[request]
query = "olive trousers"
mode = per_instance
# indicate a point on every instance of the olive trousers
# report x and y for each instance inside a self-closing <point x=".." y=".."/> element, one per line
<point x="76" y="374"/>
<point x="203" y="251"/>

• Task to complete: Copy every line of the records again, requests included, and shift each answer point by adding 15 to both its x and y coordinates. Leave everything else, including the requests, unchanged.

• The result:
[request]
query = "olive trousers"
mode = per_instance
# indicate a point on every instance of the olive trousers
# report x and y for each instance inside a self-closing <point x=".." y=".."/> element, one per line
<point x="91" y="389"/>
<point x="218" y="266"/>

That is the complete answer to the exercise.